**Texto proporcionado**
╭──

No en vano, al menos, se había retrasado la largada de las series y la final para ubicar mejor al público. Con ello se logró sacar a algunos desubicados que a pesar de saber que no tenían nada que hacer en la rotonda pretendían quedarse allí. Eso, seguramente, redujo sensiblemente las consecuencias del accidente. Pero tanto Alfredo Parga como yo creíamos estar en un lugar bastante seguro. Después de 20 años de transitar las pistas, uno cree que conoce algo. Pero en un instante, un desagradable instante, descubre que no existen remedios contra la fatalidad.
A Miguel Atauri lo retiraron atontado de su coche, que había quedado marcado de ambos lados. Daba la impresión de haber sufrido un vuelco. Y en realidad había impactado contra varios cuerpos.

╰──

**Datos proporcionados**
╭──

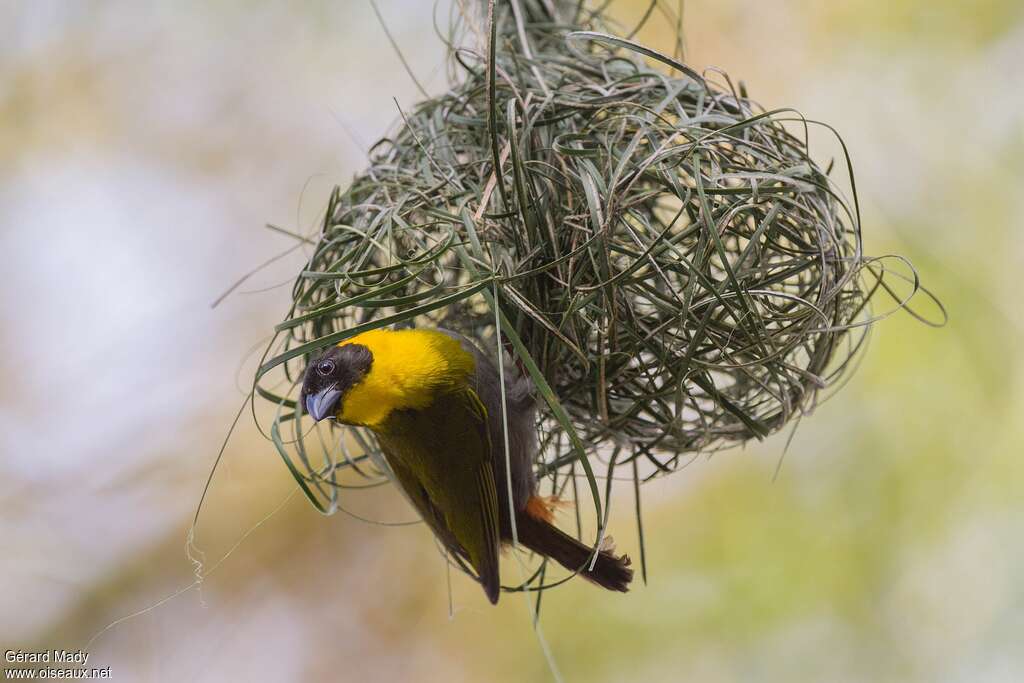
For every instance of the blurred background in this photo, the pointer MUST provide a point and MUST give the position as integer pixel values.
(144, 145)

╰──

**Enunciado A**
Enumera, en el orden en que aparecen, los participios del texto sobre el accidente que van inmediatamente después de una forma del verbo haber.
**Enunciado B**
Prosigue el texto sobre el accidente a partir de su última oración.

**Resultado final A**
retrasado, quedado, sufrido, impactado

**Resultado final B**
Acaso, su destino como piloto está extrañamente marcado: en 1982, en la Vuelta de Ayacucho, se despistó también en la recta. Su coche mató a tres personas del público. Estuvo un tiempo sin correr y volvió con fuerza y entusiasmo el año pasado. Tuvo buenas actuaciones parciales, ganó alguna serie, animó una final y parecía bien encaminado en la de La Plata cuando, nuevamente, se le arrimó la fatalidad.
Para la estadística, quedará que Castellano y Morresi ganaron las series, que la carrera no tuvo definición al paralizarse en la tercera vuelta y que, una vez más, injustamente, la tragedia enlutó al TC.
Por ORLANDO RIOS.
Fotos: OSCAR MOSTEIRIN.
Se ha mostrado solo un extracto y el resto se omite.